Dataset entries:
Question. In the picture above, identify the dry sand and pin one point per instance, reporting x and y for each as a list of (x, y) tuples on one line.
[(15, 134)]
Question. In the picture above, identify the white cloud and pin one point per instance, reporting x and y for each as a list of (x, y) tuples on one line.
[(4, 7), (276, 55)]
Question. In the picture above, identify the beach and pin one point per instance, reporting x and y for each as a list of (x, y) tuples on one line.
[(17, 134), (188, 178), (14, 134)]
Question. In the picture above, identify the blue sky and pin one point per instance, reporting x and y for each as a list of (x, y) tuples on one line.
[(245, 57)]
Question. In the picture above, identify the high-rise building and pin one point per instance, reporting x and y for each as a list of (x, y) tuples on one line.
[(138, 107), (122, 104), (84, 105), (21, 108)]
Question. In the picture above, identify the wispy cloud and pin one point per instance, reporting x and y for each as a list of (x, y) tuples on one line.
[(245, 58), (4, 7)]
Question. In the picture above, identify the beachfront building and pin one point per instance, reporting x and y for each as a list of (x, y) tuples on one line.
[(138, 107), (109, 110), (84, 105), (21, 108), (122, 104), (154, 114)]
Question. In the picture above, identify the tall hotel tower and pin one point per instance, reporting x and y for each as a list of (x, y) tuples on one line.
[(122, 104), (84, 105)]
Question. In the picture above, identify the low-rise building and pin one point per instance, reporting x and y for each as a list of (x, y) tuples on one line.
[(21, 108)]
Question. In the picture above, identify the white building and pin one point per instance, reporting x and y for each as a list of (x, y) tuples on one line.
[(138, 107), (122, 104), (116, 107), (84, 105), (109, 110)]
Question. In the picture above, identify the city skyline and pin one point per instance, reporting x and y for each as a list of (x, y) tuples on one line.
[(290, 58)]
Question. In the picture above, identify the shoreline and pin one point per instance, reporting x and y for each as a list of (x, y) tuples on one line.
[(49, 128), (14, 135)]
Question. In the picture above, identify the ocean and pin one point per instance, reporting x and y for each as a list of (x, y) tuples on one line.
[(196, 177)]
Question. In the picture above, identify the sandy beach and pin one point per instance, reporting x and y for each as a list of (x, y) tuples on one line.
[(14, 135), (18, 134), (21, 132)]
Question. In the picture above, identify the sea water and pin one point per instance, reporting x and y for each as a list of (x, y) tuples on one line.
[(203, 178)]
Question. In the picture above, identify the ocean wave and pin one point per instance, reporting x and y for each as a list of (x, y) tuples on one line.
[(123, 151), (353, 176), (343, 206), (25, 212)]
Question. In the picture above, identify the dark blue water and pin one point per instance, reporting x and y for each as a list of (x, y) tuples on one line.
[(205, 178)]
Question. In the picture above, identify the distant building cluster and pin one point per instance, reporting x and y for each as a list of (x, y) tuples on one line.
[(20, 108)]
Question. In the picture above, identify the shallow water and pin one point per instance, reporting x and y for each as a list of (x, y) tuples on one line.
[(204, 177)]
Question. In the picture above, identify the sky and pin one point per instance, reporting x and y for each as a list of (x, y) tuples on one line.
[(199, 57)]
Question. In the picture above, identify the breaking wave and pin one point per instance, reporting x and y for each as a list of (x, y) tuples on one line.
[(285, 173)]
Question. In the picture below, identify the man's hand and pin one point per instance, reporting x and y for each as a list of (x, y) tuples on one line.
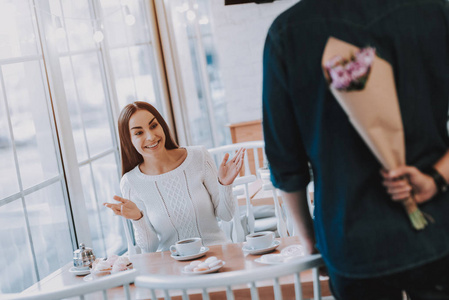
[(406, 181)]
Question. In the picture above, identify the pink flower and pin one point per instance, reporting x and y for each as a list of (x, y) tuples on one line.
[(366, 56), (357, 70), (334, 61), (341, 78), (350, 74)]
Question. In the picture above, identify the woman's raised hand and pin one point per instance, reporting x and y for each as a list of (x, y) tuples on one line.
[(125, 208), (229, 170)]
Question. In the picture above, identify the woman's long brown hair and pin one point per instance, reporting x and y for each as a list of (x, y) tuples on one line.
[(129, 155)]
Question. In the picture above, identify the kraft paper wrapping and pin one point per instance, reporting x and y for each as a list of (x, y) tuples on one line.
[(373, 111)]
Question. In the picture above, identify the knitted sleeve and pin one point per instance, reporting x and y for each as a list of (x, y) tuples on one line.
[(221, 195), (144, 233)]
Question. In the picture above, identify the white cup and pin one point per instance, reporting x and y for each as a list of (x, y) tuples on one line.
[(260, 240), (186, 247)]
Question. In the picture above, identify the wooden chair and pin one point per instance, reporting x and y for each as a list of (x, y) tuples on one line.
[(224, 282), (100, 285)]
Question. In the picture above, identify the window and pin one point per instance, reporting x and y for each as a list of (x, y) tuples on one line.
[(198, 69), (66, 70)]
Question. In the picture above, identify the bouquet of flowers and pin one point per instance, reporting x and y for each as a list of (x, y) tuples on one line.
[(363, 85)]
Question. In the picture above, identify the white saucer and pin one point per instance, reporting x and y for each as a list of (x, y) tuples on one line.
[(261, 261), (248, 250), (214, 269), (88, 277), (79, 272), (192, 256)]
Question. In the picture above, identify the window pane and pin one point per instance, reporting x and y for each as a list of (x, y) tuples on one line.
[(74, 108), (17, 35), (83, 80), (133, 79), (106, 176), (27, 101), (92, 207), (79, 28), (50, 230), (106, 228), (8, 178), (125, 22), (17, 272)]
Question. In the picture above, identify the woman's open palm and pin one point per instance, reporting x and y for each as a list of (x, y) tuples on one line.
[(125, 208), (229, 170)]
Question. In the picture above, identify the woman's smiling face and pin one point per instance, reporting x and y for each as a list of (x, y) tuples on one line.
[(146, 133)]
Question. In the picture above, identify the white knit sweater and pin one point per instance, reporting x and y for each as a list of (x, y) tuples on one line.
[(179, 204)]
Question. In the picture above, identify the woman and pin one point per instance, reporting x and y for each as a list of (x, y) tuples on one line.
[(170, 193)]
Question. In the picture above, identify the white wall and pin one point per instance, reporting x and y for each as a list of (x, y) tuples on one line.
[(240, 32)]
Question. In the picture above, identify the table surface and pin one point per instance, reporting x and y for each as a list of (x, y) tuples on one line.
[(163, 263)]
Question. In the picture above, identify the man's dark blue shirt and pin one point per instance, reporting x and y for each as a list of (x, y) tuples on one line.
[(360, 231)]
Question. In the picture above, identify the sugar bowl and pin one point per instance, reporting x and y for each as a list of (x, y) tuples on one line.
[(83, 257)]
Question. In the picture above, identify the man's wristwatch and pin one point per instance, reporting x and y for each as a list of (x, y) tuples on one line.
[(440, 182)]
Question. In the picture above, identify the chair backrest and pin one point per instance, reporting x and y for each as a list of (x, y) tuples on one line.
[(102, 284), (171, 285), (254, 159)]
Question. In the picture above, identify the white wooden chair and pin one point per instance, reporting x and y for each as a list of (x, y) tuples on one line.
[(225, 281), (284, 222), (100, 285), (253, 148)]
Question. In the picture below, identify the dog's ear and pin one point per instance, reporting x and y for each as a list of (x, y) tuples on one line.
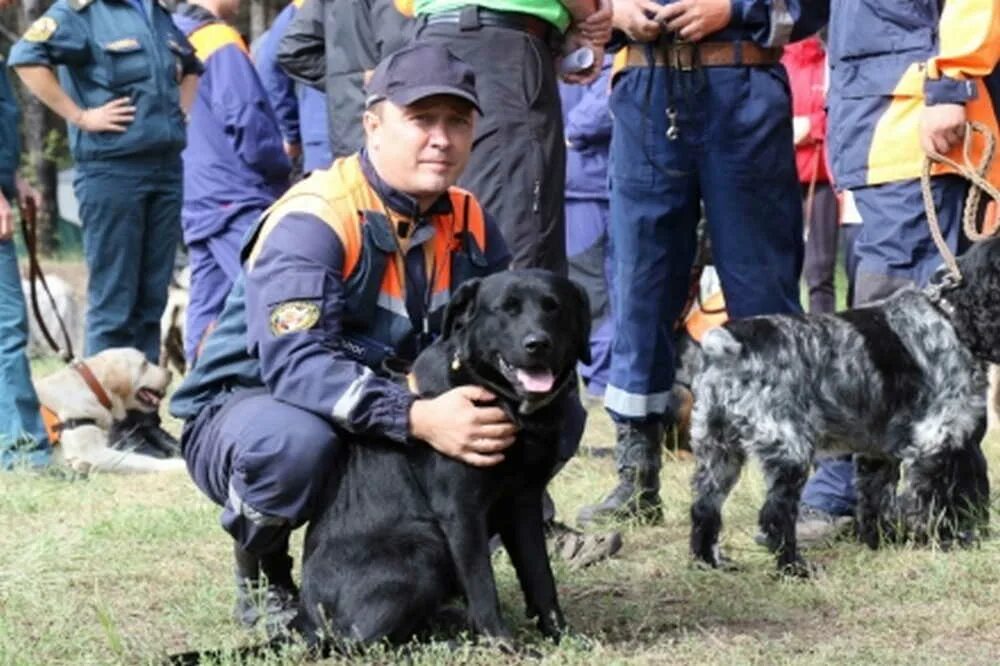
[(976, 301), (581, 315), (461, 308)]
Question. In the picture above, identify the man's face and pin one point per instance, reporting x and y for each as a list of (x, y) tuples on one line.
[(423, 148), (228, 9)]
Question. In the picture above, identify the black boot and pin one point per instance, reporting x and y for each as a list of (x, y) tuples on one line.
[(129, 434), (156, 436), (637, 495), (265, 589)]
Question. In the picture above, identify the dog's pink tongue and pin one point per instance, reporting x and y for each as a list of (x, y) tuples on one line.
[(540, 381)]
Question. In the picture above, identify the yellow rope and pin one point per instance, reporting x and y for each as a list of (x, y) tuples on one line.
[(979, 184)]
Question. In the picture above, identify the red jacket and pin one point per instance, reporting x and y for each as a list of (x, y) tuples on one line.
[(806, 65)]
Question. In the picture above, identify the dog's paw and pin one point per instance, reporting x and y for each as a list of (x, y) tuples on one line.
[(503, 643), (552, 624), (716, 561), (798, 569)]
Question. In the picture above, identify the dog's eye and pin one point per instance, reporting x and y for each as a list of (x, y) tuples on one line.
[(511, 306)]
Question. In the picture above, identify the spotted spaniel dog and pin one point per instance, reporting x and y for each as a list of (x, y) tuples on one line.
[(900, 384)]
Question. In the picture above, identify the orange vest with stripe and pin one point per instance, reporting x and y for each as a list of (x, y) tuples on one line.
[(373, 270)]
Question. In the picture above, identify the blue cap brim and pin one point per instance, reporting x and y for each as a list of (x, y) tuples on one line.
[(412, 95)]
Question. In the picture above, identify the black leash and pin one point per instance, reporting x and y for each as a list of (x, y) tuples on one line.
[(29, 231)]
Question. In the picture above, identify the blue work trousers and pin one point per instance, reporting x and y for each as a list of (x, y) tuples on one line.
[(215, 264), (131, 213), (266, 462), (22, 437), (893, 249), (734, 152), (588, 249)]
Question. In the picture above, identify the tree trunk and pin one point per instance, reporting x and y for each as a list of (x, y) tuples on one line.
[(38, 123), (258, 19)]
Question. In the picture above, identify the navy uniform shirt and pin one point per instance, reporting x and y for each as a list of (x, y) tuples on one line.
[(106, 49), (10, 140), (301, 260)]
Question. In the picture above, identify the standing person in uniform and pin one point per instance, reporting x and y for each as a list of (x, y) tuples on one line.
[(22, 436), (301, 109), (588, 245), (342, 279), (701, 113), (518, 164), (127, 77), (805, 62), (333, 46), (887, 108), (235, 164)]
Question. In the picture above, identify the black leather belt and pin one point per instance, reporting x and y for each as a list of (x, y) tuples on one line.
[(473, 17)]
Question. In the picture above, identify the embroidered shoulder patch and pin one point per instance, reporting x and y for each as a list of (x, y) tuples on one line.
[(292, 316), (124, 45), (41, 29)]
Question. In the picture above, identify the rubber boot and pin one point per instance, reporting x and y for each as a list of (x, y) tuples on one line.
[(637, 495), (265, 589)]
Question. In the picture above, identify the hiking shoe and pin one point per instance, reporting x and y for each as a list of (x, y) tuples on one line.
[(276, 605), (815, 528), (637, 495), (579, 549)]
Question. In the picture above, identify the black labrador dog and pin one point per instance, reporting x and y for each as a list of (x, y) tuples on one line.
[(404, 530)]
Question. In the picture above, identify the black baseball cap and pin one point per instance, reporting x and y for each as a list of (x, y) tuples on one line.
[(421, 70)]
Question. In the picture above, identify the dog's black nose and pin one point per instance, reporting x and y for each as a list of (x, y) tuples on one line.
[(537, 343)]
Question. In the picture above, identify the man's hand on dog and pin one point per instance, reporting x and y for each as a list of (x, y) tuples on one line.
[(456, 426)]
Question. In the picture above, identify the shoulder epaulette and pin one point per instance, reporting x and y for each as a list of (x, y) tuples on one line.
[(211, 37)]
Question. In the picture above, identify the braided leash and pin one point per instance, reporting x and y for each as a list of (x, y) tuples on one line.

Stated task
Copy out, word for word, everything from the line containing "Question. In the picture above, identify the chair" down to the line containing "[(540, 381)]", including both of those lines. Leave out any pictures.

Problem solution
Question. In the picture above, identify the chair backrest and pin one point per instance, reporting x and y for each as a list of (x, y) tuples on one line.
[(102, 284), (171, 285), (254, 159)]
Question. In the picture above, identify the white wooden chair and pin one point per instance, reporting x and y for each as a list of (x, y) tuples on one line.
[(225, 281), (284, 222), (100, 285), (253, 148)]
Question. In the picture below, identify the dog's ear and pin one point per instance, reporting x and y for each as a list of (x, y) tuples on one line.
[(976, 301), (581, 315), (461, 308)]
Question. In the picture above, identify the man's face and pin one point per instance, reporting x and y for each as a list of (x, y) tuples on one line.
[(423, 148), (228, 9)]
Question. In the picture above, identify the black boot and pin one point per instance, reporting x and y for each as a list of (x, y) tuples on one line.
[(129, 434), (156, 436), (637, 495), (265, 589)]
Question. In the picture above, identify the dog's pink tongue and pin one point per instance, reporting x and y for each as a list of (x, y) tuples on one line.
[(540, 381)]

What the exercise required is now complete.